Job:
Copy the lines from the line with "mark the lamp post -- a dot per instance" up to and including the line with "Query: row of window", substituting "smokestack" for "chimney" and leaving everything else unchanged.

Position identification records:

_ _ _ _ _

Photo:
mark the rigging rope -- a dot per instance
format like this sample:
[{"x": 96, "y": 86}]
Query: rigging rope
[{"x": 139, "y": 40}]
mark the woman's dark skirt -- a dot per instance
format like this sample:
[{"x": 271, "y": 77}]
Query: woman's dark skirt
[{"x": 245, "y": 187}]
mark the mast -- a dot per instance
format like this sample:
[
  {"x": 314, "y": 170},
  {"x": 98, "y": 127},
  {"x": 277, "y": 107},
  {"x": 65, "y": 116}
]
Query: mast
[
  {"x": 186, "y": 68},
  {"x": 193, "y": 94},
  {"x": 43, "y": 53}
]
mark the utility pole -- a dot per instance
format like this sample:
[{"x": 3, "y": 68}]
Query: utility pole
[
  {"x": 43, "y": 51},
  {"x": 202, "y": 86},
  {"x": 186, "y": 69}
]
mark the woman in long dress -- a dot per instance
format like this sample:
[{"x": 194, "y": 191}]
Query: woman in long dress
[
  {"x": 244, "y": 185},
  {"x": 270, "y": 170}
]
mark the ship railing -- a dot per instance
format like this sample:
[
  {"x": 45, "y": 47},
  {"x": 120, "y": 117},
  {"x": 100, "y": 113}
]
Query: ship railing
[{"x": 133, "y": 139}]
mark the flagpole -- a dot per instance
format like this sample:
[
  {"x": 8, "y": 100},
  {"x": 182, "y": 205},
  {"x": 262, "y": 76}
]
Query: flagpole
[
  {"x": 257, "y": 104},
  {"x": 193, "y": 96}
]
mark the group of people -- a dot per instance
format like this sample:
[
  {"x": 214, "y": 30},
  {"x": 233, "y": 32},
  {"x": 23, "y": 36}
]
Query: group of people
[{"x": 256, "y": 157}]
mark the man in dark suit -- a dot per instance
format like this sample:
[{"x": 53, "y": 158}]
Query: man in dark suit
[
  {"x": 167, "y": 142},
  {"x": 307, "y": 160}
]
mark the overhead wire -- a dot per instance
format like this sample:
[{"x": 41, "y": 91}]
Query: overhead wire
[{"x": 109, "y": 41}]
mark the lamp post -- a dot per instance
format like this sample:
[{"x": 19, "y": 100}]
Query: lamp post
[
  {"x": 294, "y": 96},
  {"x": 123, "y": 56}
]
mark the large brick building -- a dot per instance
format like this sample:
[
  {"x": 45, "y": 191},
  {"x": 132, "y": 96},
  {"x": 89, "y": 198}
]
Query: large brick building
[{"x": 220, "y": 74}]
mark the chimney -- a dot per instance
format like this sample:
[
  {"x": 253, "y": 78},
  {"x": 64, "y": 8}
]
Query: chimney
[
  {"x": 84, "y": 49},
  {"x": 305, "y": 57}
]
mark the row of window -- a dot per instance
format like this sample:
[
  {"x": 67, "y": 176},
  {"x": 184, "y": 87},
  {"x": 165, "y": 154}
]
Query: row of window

_ _ _ _ _

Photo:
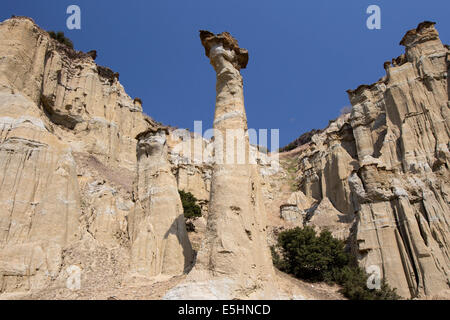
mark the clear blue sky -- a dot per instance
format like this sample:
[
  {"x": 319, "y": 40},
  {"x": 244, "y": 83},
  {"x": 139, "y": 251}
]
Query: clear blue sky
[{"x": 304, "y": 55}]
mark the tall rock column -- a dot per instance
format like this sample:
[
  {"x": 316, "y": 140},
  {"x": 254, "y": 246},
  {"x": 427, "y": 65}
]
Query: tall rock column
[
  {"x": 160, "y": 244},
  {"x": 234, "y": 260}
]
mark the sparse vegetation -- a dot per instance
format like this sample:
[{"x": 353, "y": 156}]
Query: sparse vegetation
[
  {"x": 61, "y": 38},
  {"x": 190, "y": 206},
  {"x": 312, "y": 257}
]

_ _ _ _ _

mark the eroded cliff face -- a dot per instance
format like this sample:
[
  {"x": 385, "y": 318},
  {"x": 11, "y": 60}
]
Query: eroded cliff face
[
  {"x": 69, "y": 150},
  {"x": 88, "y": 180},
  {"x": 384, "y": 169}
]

_ _ _ _ _

Reply to the exercise:
mark the lamp post -- a dot per instance
format like this sample:
[{"x": 19, "y": 100}]
Query: lamp post
[
  {"x": 294, "y": 96},
  {"x": 123, "y": 56}
]
mark the large brick building -- a dot per instance
format like this sample:
[
  {"x": 45, "y": 191},
  {"x": 132, "y": 96},
  {"x": 89, "y": 198}
]
Query: large brick building
[{"x": 220, "y": 74}]
mark the smokestack -- a dot per instance
format like this sample:
[
  {"x": 253, "y": 78},
  {"x": 64, "y": 8}
]
Query: smokestack
[
  {"x": 84, "y": 49},
  {"x": 305, "y": 57}
]
mark the row of window -- a dot per instance
format like this sample:
[
  {"x": 67, "y": 176},
  {"x": 184, "y": 87},
  {"x": 165, "y": 154}
]
Query: row of window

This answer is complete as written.